DIRECTIONS —
Continue the passage on coaching rather than bossing in resilience work, starting right after its final sentence.

EXTRACTED TEXT —

Gonzales argues that being labelled a ‘boss’ means you will behave differently than if your job is described as ‘coach’. He illustrates his case by describing the success of a specific coach and quarterback combination in American Football. The pair have won 77 percent of the games they played together over 13 years. Gonzales argues that if you go into work and make the right call eight out of ten times, then you would expect to be promoted and well rewarded. Even more important if your team can make the right call 80 percent of times in a crisis or response operation!

The key was not bossing the player, but developing him. Brady, the quarterback, was a 6th round pick in the draft - not the most outstanding player of his year. Coach Belichick taught him how to win; how to make the best decisions on the field.

The coach provided a playbook, a plan, then guided and developed the player to understand what he should take from the playbook and what calls to make in any situation.

“By definition, a boss directs his employee, whereas coaches develop their players. But isn’t the point of managementor, better stated, shouldn’t the point of management beto teach and encourage others how to reach their maximum potential?(7)”

Consider how this idea could be applied to the traditional role of business continuity manager. Rarely is the business continuity practitioner in a position of having positional authority over those delegated to undertake business continuity work. Being a boss is really not a direct option. Unfortunately too many try to apply boss techniques by use of policy and process mandated by and compliance regimes.

This is not the path of development; simply another form of direction.

The alternative is to view the role as one of a coach. In this context the role of a resilience coach is part trainer, part consultant: both an adviser and a change agent.

The coach is there to help translate training into action as part of their daily work. There to continue the training after the formal class is over - to help the teams apply resilience thinking to their specific environment and challenges. The change agent aspect includes both motivating change and making it happen:  helping execute on the vision of resilience while also motivating towards that vision by telling stories and painting pictures that describe what different forms of resilience might look like.
Consider the position of many coaches in professional sports. In many cases they are paid less than many of their players: in extreme cases, a fraction of what the superstar athletes are receiving. Despite this they work at developing players recognising that they are helping them to be higher paid members of the team than the coach.

Sometimes the coach needs to adopt the role of a student: study the freelance response strategies explored by senior executives and learn how to incorporate these into your structured game plans.

Sporting teams are coached to develop competence and to exploit weaknesses identified in their opponents systems and preparation. Organizations consist of multiple teams, that all need to be capable of working together to enable resilience. It is not enough to build capabilities of individuals and our designated response teams; we also need to ensure that we understand our organization’s disabilities.

When scouting an opponent you will make notes about what they do well and what weaknesses you can exploit. Sometimes a strength can actually create a weakness that we may not perceive. There is an old adage in basketball, "always press a pressing team”, (8) the general idea is that because the team had to use up a lot of their practice time working to get their defence right then perhaps they didn’t spend enough time learning how to beat that style of defence.

SUPPLIED INFORMATION —
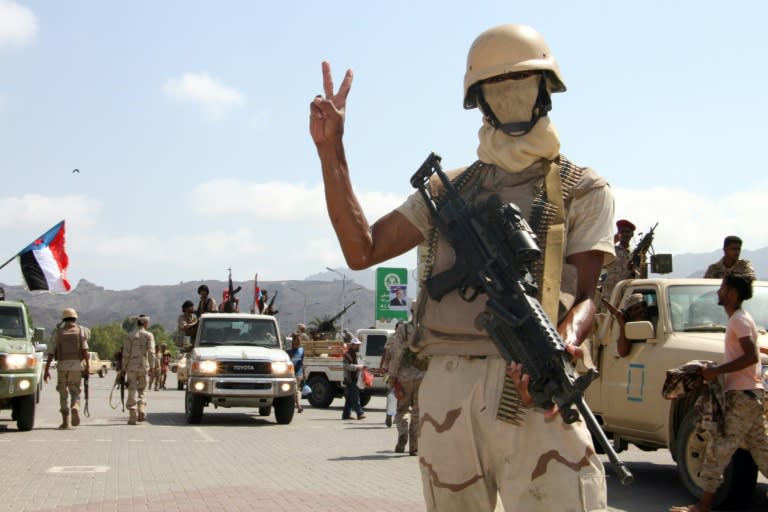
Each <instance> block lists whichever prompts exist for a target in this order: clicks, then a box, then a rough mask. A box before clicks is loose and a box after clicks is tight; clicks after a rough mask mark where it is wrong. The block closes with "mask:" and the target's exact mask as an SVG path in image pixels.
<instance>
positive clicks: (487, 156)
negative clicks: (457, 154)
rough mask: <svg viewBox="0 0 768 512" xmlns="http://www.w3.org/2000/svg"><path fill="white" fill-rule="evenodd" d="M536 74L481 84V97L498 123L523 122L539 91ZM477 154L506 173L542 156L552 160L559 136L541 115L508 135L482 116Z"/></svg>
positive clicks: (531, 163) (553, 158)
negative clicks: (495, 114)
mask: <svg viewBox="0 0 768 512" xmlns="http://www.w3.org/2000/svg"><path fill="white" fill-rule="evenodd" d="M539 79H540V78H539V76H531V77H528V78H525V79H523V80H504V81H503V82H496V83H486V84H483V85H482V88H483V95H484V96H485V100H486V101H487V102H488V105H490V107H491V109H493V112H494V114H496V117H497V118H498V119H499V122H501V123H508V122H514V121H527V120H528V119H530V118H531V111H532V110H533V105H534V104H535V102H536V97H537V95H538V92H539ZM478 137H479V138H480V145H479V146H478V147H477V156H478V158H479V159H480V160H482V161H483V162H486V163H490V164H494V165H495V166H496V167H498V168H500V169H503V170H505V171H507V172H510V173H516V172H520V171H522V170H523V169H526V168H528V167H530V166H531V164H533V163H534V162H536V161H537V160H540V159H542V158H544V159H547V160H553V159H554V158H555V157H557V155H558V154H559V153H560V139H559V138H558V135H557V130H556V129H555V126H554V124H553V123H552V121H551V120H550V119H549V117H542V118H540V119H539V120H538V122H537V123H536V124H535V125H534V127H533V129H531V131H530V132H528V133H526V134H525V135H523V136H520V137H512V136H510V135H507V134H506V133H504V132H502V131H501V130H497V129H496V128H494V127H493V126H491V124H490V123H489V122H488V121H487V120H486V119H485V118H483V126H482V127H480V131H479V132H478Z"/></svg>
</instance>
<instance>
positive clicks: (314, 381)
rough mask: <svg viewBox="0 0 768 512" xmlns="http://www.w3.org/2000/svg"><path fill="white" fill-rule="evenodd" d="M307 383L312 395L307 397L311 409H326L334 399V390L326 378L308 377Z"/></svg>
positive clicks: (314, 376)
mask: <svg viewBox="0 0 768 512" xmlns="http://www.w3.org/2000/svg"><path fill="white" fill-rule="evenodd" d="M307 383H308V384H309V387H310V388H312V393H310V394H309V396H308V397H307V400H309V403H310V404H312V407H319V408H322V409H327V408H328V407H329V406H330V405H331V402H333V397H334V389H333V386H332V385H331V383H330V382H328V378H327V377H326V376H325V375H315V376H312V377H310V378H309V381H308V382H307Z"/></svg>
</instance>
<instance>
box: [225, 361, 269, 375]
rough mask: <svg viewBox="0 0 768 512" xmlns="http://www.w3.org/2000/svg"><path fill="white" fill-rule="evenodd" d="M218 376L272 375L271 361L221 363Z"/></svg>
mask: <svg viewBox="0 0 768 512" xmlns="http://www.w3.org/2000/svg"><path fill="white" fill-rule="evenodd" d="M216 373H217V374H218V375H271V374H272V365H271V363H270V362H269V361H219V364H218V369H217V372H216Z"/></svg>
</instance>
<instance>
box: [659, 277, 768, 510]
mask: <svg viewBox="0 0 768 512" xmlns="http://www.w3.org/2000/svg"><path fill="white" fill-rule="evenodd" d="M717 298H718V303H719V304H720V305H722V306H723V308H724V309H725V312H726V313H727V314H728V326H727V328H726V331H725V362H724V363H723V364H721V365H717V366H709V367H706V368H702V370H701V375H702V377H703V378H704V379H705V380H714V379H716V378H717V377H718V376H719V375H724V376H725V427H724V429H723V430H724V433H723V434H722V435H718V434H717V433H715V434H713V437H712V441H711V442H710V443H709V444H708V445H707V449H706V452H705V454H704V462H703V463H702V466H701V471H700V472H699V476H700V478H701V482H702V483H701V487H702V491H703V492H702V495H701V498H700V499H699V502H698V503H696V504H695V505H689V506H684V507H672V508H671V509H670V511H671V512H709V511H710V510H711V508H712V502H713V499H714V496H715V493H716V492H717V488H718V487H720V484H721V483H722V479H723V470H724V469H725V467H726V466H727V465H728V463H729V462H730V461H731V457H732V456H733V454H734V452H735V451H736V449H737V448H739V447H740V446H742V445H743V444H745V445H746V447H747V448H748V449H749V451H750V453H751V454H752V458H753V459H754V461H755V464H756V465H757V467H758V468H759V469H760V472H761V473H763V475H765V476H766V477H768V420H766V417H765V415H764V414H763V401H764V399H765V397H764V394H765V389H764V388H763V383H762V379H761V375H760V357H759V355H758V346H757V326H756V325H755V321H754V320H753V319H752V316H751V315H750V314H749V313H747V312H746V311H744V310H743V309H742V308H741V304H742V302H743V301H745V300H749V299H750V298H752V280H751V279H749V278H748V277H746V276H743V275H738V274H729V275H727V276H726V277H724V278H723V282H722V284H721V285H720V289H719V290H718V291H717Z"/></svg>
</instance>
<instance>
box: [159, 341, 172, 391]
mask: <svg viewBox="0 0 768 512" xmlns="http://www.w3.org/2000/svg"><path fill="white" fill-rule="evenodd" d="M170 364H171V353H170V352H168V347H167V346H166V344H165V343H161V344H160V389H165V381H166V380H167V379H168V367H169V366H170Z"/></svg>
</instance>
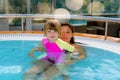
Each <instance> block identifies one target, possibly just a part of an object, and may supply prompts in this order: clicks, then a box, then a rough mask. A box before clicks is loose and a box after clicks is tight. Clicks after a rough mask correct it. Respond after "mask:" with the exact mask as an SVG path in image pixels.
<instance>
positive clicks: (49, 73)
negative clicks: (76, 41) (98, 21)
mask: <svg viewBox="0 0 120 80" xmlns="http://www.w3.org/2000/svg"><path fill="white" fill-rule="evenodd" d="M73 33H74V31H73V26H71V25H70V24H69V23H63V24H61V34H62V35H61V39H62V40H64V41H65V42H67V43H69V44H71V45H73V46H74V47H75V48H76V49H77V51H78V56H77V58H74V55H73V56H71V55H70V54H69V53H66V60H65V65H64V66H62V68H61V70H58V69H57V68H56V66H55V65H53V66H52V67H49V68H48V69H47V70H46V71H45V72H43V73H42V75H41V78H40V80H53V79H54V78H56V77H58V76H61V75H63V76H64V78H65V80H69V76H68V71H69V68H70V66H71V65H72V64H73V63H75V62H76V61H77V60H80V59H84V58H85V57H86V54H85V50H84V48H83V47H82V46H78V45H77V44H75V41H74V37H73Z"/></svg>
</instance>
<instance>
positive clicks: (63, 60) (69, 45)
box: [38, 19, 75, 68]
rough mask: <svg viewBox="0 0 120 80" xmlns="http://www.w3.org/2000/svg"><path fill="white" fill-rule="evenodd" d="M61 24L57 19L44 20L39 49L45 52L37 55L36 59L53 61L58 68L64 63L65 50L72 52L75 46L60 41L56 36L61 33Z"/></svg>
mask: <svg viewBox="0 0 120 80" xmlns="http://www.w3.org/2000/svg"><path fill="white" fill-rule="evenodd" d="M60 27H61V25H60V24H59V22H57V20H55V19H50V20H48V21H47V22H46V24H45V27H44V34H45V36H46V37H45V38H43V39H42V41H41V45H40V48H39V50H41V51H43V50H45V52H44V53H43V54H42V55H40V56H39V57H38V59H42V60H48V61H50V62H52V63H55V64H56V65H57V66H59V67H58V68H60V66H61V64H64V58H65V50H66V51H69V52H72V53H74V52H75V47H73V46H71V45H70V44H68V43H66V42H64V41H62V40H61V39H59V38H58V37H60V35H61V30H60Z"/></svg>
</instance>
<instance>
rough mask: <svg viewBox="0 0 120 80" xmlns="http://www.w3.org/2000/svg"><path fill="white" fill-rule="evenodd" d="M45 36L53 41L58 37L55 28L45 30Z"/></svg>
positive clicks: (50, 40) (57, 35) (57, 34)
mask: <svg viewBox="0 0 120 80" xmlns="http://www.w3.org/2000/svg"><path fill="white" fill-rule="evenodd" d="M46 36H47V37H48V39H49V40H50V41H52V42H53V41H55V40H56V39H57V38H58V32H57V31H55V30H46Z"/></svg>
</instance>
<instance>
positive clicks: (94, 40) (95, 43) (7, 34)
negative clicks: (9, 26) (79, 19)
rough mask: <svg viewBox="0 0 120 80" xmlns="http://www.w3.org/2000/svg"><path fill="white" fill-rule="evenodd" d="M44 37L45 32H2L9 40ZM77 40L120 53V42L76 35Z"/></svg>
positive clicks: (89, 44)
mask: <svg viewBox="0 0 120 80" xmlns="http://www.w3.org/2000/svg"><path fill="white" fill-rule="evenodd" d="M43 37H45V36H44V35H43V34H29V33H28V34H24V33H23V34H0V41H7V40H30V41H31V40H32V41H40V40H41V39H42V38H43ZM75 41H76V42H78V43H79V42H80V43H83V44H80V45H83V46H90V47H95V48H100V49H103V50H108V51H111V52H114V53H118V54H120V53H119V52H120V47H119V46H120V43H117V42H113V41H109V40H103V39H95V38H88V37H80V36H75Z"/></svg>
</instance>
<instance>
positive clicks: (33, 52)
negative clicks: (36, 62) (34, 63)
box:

ANSWER BOX —
Clayton Christensen was starting centre for the Oxford University basketball team (during his time as Rhodes Scholar) but more importantly he is currently a Professor at Harvard Business School. Christensen is best known for his work studying innovation. Resilience is an innovative concept and adopting resilience thinking will require an organization that is capable of working and operating in a different manner.

Christensen’s writing also presents the idea of organizational disabilities (9). We are conscious of the need to match the requirements of a job or role with the capabilities of the person, especially when we come to assign roles in our crisis and response teams. But rarely do we question whether the organization has the capability to successfully execute.

Generally we assume that if the people individually have the knowledge and skills needed, then the organization will have the same capability. To build resilience we need to have an organization that is capable of executing on different strategies and delivering in different ways if required. We need to build and prepare an organization that is fit for the purpose of resilience.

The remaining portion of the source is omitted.